Records shown »
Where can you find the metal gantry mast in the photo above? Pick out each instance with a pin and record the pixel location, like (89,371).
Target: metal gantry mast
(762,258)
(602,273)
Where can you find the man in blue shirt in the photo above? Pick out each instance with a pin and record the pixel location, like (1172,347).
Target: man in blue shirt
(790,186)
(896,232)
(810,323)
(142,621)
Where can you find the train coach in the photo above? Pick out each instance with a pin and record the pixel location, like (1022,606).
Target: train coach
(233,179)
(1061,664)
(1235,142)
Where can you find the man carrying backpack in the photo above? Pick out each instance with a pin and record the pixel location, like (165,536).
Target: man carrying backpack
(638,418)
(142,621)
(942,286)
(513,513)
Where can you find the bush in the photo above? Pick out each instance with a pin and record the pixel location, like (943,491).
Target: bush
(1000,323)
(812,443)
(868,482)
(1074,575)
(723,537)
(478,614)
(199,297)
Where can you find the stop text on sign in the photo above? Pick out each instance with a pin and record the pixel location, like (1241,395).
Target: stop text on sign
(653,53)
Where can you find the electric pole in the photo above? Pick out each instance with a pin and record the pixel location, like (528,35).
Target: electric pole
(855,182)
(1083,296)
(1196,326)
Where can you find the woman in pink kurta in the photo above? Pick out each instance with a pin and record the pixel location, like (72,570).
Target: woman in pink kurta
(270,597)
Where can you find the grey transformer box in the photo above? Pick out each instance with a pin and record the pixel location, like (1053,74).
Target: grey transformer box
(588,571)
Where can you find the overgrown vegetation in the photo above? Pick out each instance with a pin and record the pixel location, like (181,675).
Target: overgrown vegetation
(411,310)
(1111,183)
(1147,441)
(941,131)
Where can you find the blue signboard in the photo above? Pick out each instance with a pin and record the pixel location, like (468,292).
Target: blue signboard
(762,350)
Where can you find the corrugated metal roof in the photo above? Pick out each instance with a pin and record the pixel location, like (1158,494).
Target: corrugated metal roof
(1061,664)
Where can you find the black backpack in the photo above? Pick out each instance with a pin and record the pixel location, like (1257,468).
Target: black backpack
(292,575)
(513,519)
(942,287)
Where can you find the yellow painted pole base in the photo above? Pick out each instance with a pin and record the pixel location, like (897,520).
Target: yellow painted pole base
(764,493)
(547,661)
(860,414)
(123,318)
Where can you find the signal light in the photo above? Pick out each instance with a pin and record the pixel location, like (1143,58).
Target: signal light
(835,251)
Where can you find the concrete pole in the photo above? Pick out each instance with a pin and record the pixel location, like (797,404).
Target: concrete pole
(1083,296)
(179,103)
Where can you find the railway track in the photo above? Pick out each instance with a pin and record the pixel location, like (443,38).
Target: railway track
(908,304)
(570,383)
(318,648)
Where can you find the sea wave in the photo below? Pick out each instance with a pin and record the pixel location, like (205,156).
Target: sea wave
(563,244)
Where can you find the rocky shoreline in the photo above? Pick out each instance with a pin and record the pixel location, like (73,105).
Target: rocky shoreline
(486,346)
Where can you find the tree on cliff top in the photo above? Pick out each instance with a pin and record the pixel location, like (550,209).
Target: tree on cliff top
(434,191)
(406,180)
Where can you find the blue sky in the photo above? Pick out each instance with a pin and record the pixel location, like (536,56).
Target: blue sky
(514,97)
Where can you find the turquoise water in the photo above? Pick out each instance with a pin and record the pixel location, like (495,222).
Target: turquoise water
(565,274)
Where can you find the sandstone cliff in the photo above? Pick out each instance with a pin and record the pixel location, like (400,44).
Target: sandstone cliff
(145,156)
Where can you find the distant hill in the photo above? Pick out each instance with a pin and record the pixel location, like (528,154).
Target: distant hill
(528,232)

Directions for this task »
Reproduce every line above verbatim and keep the original order.

Written response »
Where can you find the metal gantry mast in the photo above? Pick out each instance with a pin and record the pixel location, like (89,371).
Target: metal gantry mast
(762,258)
(602,273)
Where can you find the man in blue shirt in the photo above? Pick out each instance with a pin and record the pixel location, like (1172,347).
Target: man in blue shirt
(790,186)
(896,232)
(810,323)
(142,621)
Where can you find the train coach in the photo above? Pick out each instance with a pin and record the pixel location, like (1022,606).
Target: train coach
(233,179)
(1061,664)
(1235,142)
Where can you find the man carrying backpack in the photo above? Pick out each instance with a pin and record the pixel location, like (165,536).
Target: man carrying backpack
(638,418)
(142,621)
(942,286)
(513,513)
Where can you find the bush in the photo above? Pick out each instance with a pin and record the pixel location, like (943,491).
Target: bush
(1000,323)
(812,443)
(868,482)
(1074,575)
(723,537)
(478,614)
(199,297)
Where can you find the stop text on sign in the photo above? Pick out each instance with a pin and record the pixel location, like (1241,395).
Target: stop text on sign
(653,53)
Where can you find the electric pole in the photo above? Pick out each instance with a pin and record the pixel location, like (528,35).
Target: electric pole
(855,182)
(1083,296)
(1196,326)
Where can you find the woman in pink kurta in the photo above? Pick out each instance with a pin and record the pixel location, like (72,570).
Target: woman in pink kurta
(270,597)
Where can you find the grey transformer box in the photo above? Pick out each instance with a pin and record the pixel location, like (1053,74).
Target: grey transformer box
(588,571)
Where can you find the overgrown vegetation in the photo above? Pick out each instance with a pin and record the pixel location, like (181,675).
Target: overgrown vegetation
(411,310)
(1111,183)
(1147,441)
(941,131)
Where can you find the blue signboard in the photo above? Pick out each instance with a pin and record the pixel location, like (468,292).
Target: blue signboard
(762,350)
Where can you find the corrugated metal roof in the photo above? Pick out each instance with a pin and record the pixel location, like (1158,494).
Target: corrugated metal roof
(1061,664)
Where can you find the black backpack in the photo above? Pick out each instance with a pin and record the pixel location, like (1257,468).
Target: black backpack
(292,575)
(513,519)
(942,287)
Where can you find the yellow painted pole base in the photo above? Pick out each instance with a pin and record the pixel location, like (897,520).
Target: yellow painted pole base
(764,493)
(547,661)
(860,414)
(123,318)
Where can you find the signal light in the photo above? Pick out each instance with a pin and record the pixel location, like (1143,58).
Target: signal light
(835,251)
Where can you find the concrete pole in the photo above? Pick out each instance with a pin and record the pixel location, like (797,404).
Target: concrete pole
(1083,296)
(179,103)
Where can you find the railway track in the photo above? Pick out each instance with a pin and record the pixel location, like (443,38).
Target: railway track
(908,304)
(570,383)
(318,648)
Where can you find the sea wave in the photo below? Pick out each instance with a pin and record the pixel location, like (205,156).
Target: sea wave
(563,244)
Where can you find the rocky shoreline in the photo above? Pick out each instance with a pin and record the pixel location, like (73,105).
Target: rocky shoreline
(486,346)
Where can you find the tree on cliff top in the photo above? Pick out each instance with a pin and record the pixel location, like (550,209).
Target: tree on cliff top
(434,191)
(406,180)
Where can you find the blue sky in the photo above? Pick out each instance with a pin and record the pixel location, like (536,56).
Target: blue sky
(514,97)
Where can you find the turquoise water in the photo above? Pick out each instance with a pin and record the pixel location, like (495,222).
Target: turquoise water
(565,274)
Where can you find the sandstone cliff in the photo above? Pick out each instance with a pin and record the pixel location, like (400,44).
Target: sandstone cliff
(145,156)
Where can you find the distant hill in the photo above? Pick out each instance with a pin and record the pixel location, like (528,154).
Target: distant hill
(528,232)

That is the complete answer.